• _EXTRAIT_
Intervention de Sylvie Robert

Réunion du 29 octobre 2019 à 14h30
Neutralité religieuse des personnes concourant au service public de l'éducation — Discussion générale

Photo de Sylvie RobertSylvie Robert :

Monsieur le président, monsieur le ministre, mes chers collègues, il y a de grandes lois auxquelles il ne faudrait jamais toucher, tout du moins en ce qui concerne les valeurs qu’elles portent, comme la loi de 1905 dont les articles 1 et 2 posent les fondements de la laïcité. Selon ces articles, en effet, « la République assure la liberté de conscience » et « ne reconnaît, ne salarie ni ne subventionne aucun culte. »

Malheureusement, il y a aussi des lois opportunistes, mal faites et mal pensées, que l’on est contraint d’examiner : c’est le cas du présent texte.

Vous prétendez vouloir sortir du flou qui entourerait l’accompagnement des sorties scolaires par les mères voilées et combler ainsi un vide juridique qui serait devenu manifeste. C’est faux !

Aujourd’hui, la jurisprudence administrative est claire et limpide : les parents accompagnateurs sont des usagers du service public de l’éducation et, en tant que tels, ne sont pas soumis à l’obligation de neutralité qui incombe aux agents publics et qui dépasse, d’ailleurs, la seule sphère religieuse.

• _RELEVÉ_
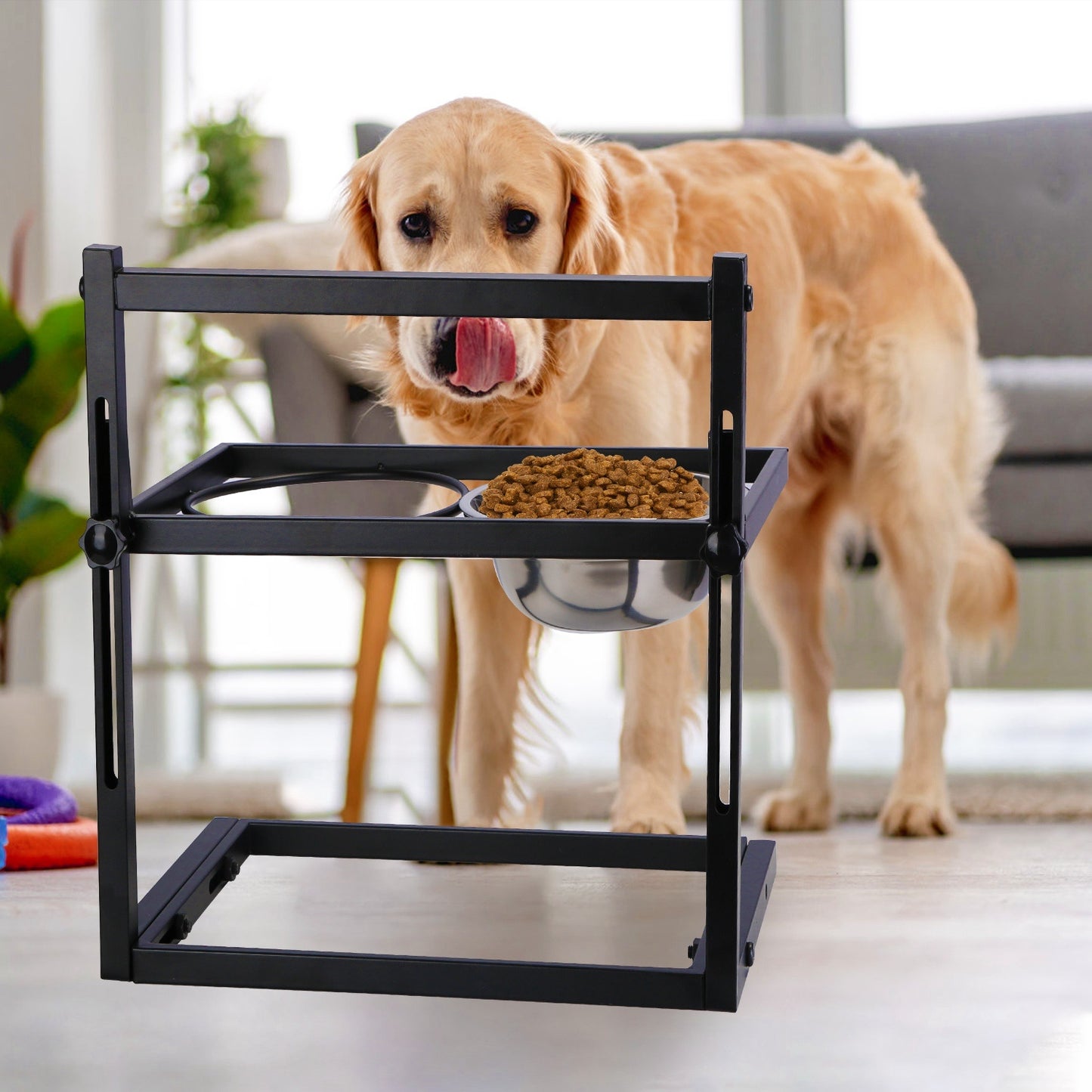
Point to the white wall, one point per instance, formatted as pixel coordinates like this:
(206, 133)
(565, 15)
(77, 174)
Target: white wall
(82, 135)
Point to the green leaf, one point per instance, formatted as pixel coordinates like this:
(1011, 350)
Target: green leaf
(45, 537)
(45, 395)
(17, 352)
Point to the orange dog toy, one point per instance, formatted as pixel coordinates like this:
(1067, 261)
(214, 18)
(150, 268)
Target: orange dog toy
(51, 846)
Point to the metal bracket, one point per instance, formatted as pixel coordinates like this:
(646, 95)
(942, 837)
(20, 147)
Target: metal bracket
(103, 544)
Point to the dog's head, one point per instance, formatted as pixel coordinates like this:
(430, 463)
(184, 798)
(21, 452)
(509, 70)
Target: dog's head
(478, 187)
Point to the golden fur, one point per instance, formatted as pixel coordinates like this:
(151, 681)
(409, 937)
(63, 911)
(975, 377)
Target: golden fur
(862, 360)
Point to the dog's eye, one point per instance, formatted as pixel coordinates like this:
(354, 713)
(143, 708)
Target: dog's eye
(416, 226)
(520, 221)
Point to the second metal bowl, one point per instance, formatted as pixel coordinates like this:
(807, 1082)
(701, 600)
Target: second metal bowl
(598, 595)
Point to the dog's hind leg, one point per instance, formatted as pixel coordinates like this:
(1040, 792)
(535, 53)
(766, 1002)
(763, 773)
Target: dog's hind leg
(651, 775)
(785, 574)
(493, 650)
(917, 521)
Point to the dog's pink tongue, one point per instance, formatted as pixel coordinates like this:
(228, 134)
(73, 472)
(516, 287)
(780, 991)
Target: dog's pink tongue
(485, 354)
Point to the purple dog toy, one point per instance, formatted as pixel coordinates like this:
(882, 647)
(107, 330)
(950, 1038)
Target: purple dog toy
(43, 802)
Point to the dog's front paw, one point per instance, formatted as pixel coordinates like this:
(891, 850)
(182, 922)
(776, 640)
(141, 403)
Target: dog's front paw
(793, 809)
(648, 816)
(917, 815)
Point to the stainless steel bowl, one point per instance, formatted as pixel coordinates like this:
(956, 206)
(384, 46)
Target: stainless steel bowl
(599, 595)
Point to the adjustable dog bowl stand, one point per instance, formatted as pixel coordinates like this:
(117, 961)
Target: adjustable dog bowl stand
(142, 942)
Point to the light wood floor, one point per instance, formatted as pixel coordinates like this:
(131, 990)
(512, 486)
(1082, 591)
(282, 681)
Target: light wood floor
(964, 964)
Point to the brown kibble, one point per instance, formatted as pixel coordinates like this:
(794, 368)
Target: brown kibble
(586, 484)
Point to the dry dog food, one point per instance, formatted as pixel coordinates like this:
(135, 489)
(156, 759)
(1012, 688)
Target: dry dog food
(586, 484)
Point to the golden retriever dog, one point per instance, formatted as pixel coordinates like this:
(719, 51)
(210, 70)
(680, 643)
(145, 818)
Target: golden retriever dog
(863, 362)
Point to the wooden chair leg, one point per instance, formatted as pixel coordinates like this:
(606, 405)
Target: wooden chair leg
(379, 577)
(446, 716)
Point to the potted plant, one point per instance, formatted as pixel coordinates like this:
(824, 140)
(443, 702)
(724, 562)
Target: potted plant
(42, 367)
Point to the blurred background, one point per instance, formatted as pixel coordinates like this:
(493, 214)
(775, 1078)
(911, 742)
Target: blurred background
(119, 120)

• _CONSIGNE 1_
Relevez chaque ligne des enregistrements contenant la chaîne « stand », en tenant compte de la casse.
• _CONSIGNE 2_
Prolongez l'intervention sur la neutralité religieuse dans les sorties scolaires, en reprenant après sa dernière phrase.

• _RÉPONSE 1_
Point to the adjustable dog bowl stand, one point per instance, formatted as pixel coordinates like this:
Target: adjustable dog bowl stand

• _RÉPONSE 2_
Seulement, ce postulat, pourtant d’une logique implacable, ne vous convient pas. Vous essayez donc de tripatouiller la loi, afin qu’elle entre en résonance avec votre idéologie – pardonnez-moi l’expression, mais je n’en trouve pas d’autres quand je vois le texte de la commission !

En définitive, vous vous retrouvez à élargir le périmètre de l’interdiction en matière de signes religieux ostensibles – qui prévaut en l’état pour les élèves – aux parents accompagnateurs, tout en tendant à les aligner sur le régime applicable aux agents publics, comme le prévoit le premier alinéa de l’article 1er.

Autrement dit, dans une forme de dualité qui s’apparente davantage à une double confusion, vous ne remédiez à aucun flou. En revanche, vous créez un authentique problème juridique.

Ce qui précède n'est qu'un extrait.